• _Document_
=-=-=
Re: Cache woes.

Daniel W. Connolly (connolly@hal.com)
Fri, 20 May 1994 08:37:42 -0500


In message <3803.9405201240@molnir.brunel.ac.uk>, Paul "S." Wain writes:
>
>Its just come to my notice that the Cern HTTPD/cache decodes a URI, and then
>re-encodes it before getting the document from the server in question.
>
>Is this "safe" so to speak? It is causing a small, but no insignificant
>change to a URI.
=-=-=
Part of a data file

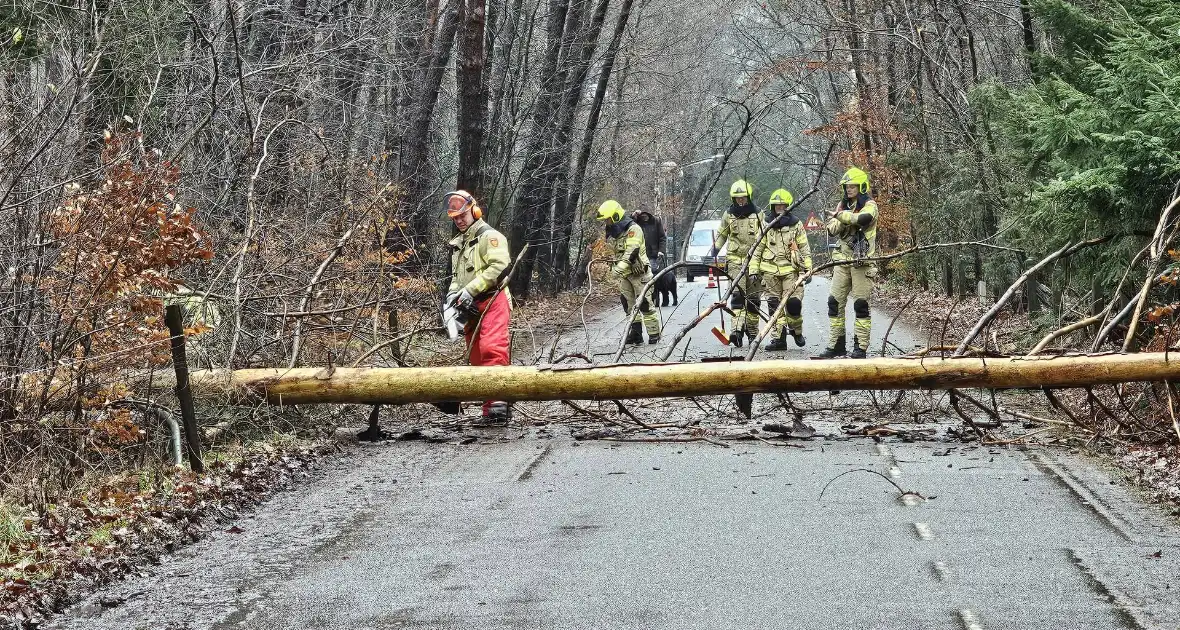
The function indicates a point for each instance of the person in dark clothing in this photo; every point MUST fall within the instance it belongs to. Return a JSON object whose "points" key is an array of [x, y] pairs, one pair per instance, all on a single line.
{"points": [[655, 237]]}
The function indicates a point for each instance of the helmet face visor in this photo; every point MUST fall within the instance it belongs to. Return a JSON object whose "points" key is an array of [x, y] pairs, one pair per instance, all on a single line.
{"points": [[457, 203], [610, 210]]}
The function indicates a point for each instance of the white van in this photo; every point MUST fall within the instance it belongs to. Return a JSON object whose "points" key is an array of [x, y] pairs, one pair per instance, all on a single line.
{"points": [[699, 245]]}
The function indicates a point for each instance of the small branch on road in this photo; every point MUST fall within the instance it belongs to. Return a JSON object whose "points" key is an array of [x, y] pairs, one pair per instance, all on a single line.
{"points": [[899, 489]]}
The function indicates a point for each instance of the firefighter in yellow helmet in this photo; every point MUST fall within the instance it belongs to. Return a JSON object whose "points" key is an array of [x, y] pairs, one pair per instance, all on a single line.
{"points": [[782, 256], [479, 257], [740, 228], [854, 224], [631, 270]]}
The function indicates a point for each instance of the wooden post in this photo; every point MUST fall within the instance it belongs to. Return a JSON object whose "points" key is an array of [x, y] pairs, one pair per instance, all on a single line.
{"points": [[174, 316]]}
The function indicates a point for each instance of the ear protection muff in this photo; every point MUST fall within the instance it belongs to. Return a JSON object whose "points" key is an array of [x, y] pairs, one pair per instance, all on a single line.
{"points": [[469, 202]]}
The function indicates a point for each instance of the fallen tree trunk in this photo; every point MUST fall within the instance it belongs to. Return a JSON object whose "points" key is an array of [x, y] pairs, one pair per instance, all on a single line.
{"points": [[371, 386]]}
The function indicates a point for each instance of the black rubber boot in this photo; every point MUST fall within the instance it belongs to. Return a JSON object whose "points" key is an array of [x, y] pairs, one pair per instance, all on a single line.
=-=-=
• _Stated problem 1_
List every action that the quoted message in the cache woes post says the Cern HTTPD/cache carries out.
• _Stated problem 2_
Resume the cache woes post after its last line.

• _Exercise response 1_
- Decodes a URI
- Re-encodes it
- Gets the document from the server in question

• _Exercise response 2_
It should be safe. In my interpretation of the current URI spec,
it is safe, for example, if the client asks:

GET http://www.hal.com/~connolly/index.html HTTP/1.0

since ~ is not a valid character in a URI, for the proxy to turn
around and ask the parent server:

GET http://www.hal.com/%7Econnolly/index.html HTTP/1.0

Ah! Note: this is not "safe" for arbitrary URL's -- only for
URL schemes which are known to use the %XX syntax (all currently
defined URL schemes do: ftp:, http:, hmmmm... not sure about
gopher: -- the gopher folks seem to want to use their own syntax
for some things.) It is the consensus of the URI working group
(and NOT my opinion!) that new URL schemes are not bound to
use the %XX syntax, nore the significance of the /, ?, ;, =
characters.

It is also safe to change:

GET http://www.hal.com/%7E%63onnolly/index.html HTTP/1.0
to
GET http://www.hal.com/%7Econnolly/index.html HTTP/1.0

though it is NOT safe to mess with /, ?, ;, or = chars. e.g.
it's not cool to change:

GET http://machost/volume/file%20with%2Fin%20it

to

GET http://machost/volume/file%20with/in%20it

since this changes the meaning of the URL.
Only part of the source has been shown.